KUTIPAN BERITA:

----

JOMBANG - Pengadilan Agama Kabupaten Jombang melaksanakan eksekusi harta waris milik almarhum mantan Bupati Jombang, Nyono Suherli Wihandoko, pada Rabu (23/4/2025). Eksekusi dilakukan setelah adanya sengketa warisan antara dua anak almarhum dengan istri keduanya, Nanik Prastiyaningsih.
Eksekusi harta waris ini berupa tanah seluas 11.000 meter persegi. Salah satu obyek sengketa berada di Desa Sukosari, Kecamatan Jogoroto, Jombang. Eksekusi berjalan alot karena terjadi perbedaan pandangan antara kuasa hukum tergugat yakni anak dari mantan bupati Jombang Devy Mutia Pishesha dan Thalia Virgina Putri Suharl dengan kuasa hukum penggugat yakni istri kedua dari almarhum Nyono, Nanik Prastiyaningsih.
Masalah utama dalam eksekusi ini adalah perbedaan pandangan soal cara pembagian tanah waris. Pihak penggugat, yaitu Nanik Prastiyaningsih, istri kedua almarhum Nyono Suherli dan panitera, berpendapat bahwa tujuh bidang tanah bisa digabung dan dieksekusi sebagai satu kesatuan berdasarkan asas manfaat.

----

INFORMASI YANG DIBERIKAN:

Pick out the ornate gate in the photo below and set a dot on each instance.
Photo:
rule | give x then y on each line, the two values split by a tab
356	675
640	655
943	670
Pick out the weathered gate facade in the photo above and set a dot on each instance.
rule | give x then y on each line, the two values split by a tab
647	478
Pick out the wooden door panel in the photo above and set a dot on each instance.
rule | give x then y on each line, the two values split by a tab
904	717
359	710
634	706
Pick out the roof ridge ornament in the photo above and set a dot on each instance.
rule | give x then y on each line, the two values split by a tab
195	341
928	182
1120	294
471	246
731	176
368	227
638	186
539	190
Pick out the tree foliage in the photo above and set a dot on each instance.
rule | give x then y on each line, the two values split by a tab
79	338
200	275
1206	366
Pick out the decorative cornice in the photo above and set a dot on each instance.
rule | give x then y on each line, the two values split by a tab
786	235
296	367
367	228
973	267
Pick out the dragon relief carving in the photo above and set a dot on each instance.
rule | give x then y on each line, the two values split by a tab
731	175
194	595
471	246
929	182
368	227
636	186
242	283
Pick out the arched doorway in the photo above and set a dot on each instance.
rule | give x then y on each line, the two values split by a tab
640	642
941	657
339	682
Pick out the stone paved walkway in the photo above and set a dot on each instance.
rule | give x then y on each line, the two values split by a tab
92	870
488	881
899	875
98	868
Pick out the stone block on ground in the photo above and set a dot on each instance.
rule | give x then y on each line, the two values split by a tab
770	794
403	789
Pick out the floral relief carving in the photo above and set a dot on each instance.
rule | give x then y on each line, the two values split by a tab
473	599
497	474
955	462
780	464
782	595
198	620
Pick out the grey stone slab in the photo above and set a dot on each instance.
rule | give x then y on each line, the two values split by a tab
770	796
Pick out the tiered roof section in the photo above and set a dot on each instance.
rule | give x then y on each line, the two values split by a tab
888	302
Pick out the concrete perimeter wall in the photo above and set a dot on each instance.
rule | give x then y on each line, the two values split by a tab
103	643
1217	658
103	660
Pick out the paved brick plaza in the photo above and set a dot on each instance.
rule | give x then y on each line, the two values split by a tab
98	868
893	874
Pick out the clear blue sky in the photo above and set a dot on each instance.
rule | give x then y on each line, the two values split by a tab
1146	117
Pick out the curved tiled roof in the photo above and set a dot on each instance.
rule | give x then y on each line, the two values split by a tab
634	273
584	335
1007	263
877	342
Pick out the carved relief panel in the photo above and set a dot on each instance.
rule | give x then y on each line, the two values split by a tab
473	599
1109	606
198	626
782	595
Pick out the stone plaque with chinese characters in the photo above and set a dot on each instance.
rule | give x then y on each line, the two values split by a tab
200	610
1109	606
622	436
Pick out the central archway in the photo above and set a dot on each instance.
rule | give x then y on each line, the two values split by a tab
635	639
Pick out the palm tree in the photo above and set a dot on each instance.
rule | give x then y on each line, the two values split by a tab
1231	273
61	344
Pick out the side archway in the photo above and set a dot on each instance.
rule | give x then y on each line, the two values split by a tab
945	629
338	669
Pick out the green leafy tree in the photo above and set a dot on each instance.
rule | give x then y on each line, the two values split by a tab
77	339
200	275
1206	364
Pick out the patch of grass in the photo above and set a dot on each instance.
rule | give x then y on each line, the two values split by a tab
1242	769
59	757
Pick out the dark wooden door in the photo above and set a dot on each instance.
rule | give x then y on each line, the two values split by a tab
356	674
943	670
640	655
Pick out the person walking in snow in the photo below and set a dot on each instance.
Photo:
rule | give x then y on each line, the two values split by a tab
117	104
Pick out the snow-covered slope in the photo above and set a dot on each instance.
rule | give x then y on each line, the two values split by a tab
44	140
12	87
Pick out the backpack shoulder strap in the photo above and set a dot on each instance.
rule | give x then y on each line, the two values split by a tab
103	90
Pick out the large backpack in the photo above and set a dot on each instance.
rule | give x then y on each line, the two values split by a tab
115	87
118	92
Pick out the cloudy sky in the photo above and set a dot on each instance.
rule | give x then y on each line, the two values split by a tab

----

KETENTUAN SOAL:
Tolong ambil persis bagian kutipan berita di atas, mulai dari "JOMBANG - Pengadilan" sampai dengan "Nyono, Nanik Prastiyaningsih.". Materi tersebut tidak berkaitan dengan kutipan berita.

PENYELESAIAN SOAL:
JOMBANG - Pengadilan Agama Kabupaten Jombang melaksanakan eksekusi harta waris milik almarhum mantan Bupati Jombang, Nyono Suherli Wihandoko, pada Rabu (23/4/2025). Eksekusi dilakukan setelah adanya sengketa warisan antara dua anak almarhum dengan istri keduanya, Nanik Prastiyaningsih.
Eksekusi harta waris ini berupa tanah seluas 11.000 meter persegi. Salah satu obyek sengketa berada di Desa Sukosari, Kecamatan Jogoroto, Jombang. Eksekusi berjalan alot karena terjadi perbedaan pandangan antara kuasa hukum tergugat yakni anak dari mantan bupati Jombang Devy Mutia Pishesha dan Thalia Virgina Putri Suharl dengan kuasa hukum penggugat yakni istri kedua dari almarhum Nyono, Nanik Prastiyaningsih.